Document segment:
━━━━━━

A “Go/No-go” decision process like a hypothesis test is not necessarily baked into the Bayesian method. At some point, however, even if we are using a Bayesian model to inform our thinking, we might want to or have to make a decision. In this case, we might want recommend (or not) the use of CP for patients hospitalized with COVID-19. Rather than use a hypothesis test to reject or fail to reject a null hypothesis of no effect, we can use the posterior probability to create a decision rule. In fact, this is what we have done.

In the proposed design of COMPILE, the CP therapy will be deemed a success if both of these criteria are met:

$P \left( \exp\left(-\Delta\right) < 1 \right) = P \left( OR < 1 \right) > 95\%$

$P \left( OR < 0.80 \right) > 50\%$ The first statement ensures that the posterior probability of a good outcome is very high. If we want to be conservative, we can obviously increase the percentage threshold above $95\%$ . The second statement says that the there is decent probability that the treatment effect is clinically meaningful. Again, we can modify the target OR and/or the percentage threshold based on our desired outcome.

Goals of the simulation

Since there are no Type I or Type II errors in the Bayesian framework, the concept of power (which is the probability of rejecting the null hypothesis when it is indeed not true) does not logically flow from a Bayesian analysis. However, if we substitute our decision rules for a hypothesis test, we can estimate the probability (call it Bayesian power, though I imagine some Bayesians would object) that we will make a “Go” decision given a specified treatment effect. (To be truly Bayesian, we should impose some uncertainty on what that specific treatment effect is, and calculate a probability distribution of Bayesian power. But I am keeping things simpler here.)

━━━━━━

Provided material:
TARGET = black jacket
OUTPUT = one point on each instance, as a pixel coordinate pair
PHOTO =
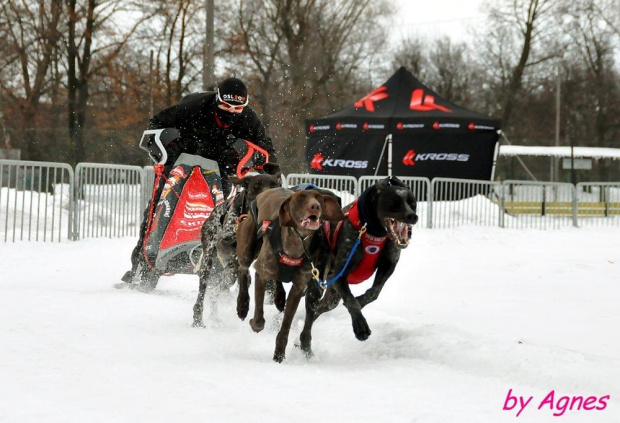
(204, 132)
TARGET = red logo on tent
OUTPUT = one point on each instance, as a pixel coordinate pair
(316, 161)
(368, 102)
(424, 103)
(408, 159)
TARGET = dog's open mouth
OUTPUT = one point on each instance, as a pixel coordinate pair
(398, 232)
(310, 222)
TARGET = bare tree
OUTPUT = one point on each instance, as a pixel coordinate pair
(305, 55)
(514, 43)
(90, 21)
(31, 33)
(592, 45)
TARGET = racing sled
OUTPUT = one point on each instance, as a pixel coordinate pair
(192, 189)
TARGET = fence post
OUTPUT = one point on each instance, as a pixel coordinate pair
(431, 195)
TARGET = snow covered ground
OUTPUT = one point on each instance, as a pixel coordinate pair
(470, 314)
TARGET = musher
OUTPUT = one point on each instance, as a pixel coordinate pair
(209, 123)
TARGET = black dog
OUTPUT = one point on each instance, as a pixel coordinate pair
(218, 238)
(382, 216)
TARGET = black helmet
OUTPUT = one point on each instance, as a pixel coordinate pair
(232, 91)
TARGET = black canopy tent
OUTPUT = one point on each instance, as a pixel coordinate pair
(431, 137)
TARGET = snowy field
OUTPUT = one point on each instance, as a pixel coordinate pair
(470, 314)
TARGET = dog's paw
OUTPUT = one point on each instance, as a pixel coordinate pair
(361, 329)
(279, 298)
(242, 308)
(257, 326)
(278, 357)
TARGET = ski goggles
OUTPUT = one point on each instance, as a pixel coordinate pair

━━━━━━

Could you write the next part of the passage on Bayesian power and decision rules for the COMPILE convalescent plasma trial, picking up after its last sentence?

Exercise result:
Hopefully, I have provided sufficient motivation for the need to simulate data and fit multiple Bayesian models. So, let’s do that now.

The simulation

I am creating four functions that will form the backbone of this simulation process: s_define, s_generate, s_estimate, and s_extract. Repeated calls to each of these functions will provide us with the data that we need to get an estimate of Bayesian power under our (static) data generating assumptions.

Data definitions

The first definition table, defC1, sets up the RCTs. Each RCT has specific symptom duration interaction effect $a$ and control treatment effect $b$ . To introduce a little variability in sample size, 1/3 of the studies will be larger (150 patients), and 2/3 will be smaller (75 patients).

The remaining tables, defC2, defS, and defC3, define patient-level data. defC2 adds the control group indicator (0 = CP, 1 = standard care, 2 = non-convalescent plasma, 3 = saline) and the symptom duration stratum. defS defines the interaction effect conditional on the stratum. defC3 defines the ordinal categorical outcome.

s_define <- function() {
  
  defC1 <- defDataAdd(varname = "a",formula = 0, variance = .005, dist = "normal")    
  defC1 <- defDataAdd(defC1,varname = "b",formula = 0, variance= .01, dist = "normal")
  defC1 <- defDataAdd(defC1,varname = "size",formula = "75+75*large", dist = "nonrandom")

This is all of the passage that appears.